◆ **TASK OBJECTIVE**:
In your reply, restate all of the records below word for word.

□ □ □ □ □ □ □

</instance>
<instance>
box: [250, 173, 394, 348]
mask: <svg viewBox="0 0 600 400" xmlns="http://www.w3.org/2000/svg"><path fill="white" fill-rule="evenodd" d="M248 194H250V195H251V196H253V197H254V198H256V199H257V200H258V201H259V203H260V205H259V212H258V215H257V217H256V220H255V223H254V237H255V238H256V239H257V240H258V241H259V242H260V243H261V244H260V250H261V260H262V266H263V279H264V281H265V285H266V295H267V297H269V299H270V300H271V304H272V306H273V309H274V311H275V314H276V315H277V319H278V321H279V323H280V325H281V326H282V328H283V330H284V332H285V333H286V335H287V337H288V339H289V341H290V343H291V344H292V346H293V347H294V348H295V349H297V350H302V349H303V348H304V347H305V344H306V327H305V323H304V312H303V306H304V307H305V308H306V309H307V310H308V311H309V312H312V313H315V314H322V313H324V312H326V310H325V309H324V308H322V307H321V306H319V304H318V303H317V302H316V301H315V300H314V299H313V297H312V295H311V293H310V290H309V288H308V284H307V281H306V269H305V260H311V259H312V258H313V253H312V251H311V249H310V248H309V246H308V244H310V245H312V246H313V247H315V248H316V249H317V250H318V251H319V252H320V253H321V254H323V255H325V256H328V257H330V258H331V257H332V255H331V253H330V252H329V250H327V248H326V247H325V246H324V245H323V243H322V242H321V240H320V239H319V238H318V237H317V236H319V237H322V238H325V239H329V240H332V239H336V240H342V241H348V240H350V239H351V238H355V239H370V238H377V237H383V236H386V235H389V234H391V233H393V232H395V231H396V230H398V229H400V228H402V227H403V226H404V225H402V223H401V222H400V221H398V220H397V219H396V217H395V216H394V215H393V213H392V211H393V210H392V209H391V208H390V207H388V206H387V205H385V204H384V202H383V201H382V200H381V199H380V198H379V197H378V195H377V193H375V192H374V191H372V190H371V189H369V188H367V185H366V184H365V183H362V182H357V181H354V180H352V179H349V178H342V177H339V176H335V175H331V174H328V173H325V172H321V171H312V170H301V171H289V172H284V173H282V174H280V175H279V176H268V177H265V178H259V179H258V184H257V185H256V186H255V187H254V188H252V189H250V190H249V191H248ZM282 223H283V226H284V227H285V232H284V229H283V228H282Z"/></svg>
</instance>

□ □ □ □ □ □ □

◆ **ANSWER AREA**:
</instance>
<instance>
box: [250, 173, 394, 348]
mask: <svg viewBox="0 0 600 400" xmlns="http://www.w3.org/2000/svg"><path fill="white" fill-rule="evenodd" d="M248 194H250V195H251V196H253V197H254V198H256V199H257V200H258V201H259V203H260V205H259V212H258V215H257V217H256V220H255V223H254V237H255V238H256V239H257V240H258V241H259V242H260V243H261V244H260V250H261V260H262V266H263V279H264V281H265V285H266V295H267V297H269V299H270V300H271V304H272V306H273V309H274V311H275V314H276V315H277V319H278V321H279V323H280V325H281V326H282V328H283V330H284V332H285V333H286V335H287V337H288V339H289V341H290V343H291V344H292V346H293V347H294V348H295V349H297V350H302V349H303V348H304V347H305V344H306V327H305V323H304V312H303V306H304V307H305V308H306V309H307V310H308V311H309V312H312V313H315V314H322V313H324V312H326V310H325V309H324V308H322V307H321V306H319V304H318V303H317V302H316V301H315V300H314V299H313V297H312V295H311V293H310V290H309V288H308V284H307V281H306V269H305V260H311V259H312V258H313V253H312V251H311V249H310V248H309V246H308V244H310V245H312V246H313V247H315V248H316V249H317V250H318V251H319V252H320V253H321V254H323V255H325V256H328V257H330V258H331V257H332V255H331V253H330V252H329V250H327V248H326V247H325V246H324V245H323V243H322V242H321V240H320V239H319V238H318V237H317V236H319V237H322V238H325V239H329V240H332V239H336V240H342V241H348V240H350V239H351V238H355V239H370V238H377V237H383V236H386V235H389V234H391V233H393V232H395V231H396V230H398V229H400V228H402V227H403V226H404V225H402V223H401V222H400V221H398V220H397V219H396V217H395V216H394V215H393V213H392V211H393V210H392V209H391V208H390V207H388V206H387V205H385V204H384V202H383V201H382V200H381V199H380V198H379V197H378V195H377V193H375V192H374V191H372V190H371V189H369V188H367V185H366V184H365V183H362V182H357V181H354V180H352V179H349V178H342V177H339V176H335V175H331V174H328V173H325V172H321V171H312V170H301V171H289V172H284V173H282V174H280V175H279V176H268V177H265V178H259V179H258V184H257V185H256V186H255V187H254V188H252V189H250V190H249V191H248ZM282 223H283V226H284V227H285V232H284V229H283V228H282Z"/></svg>
</instance>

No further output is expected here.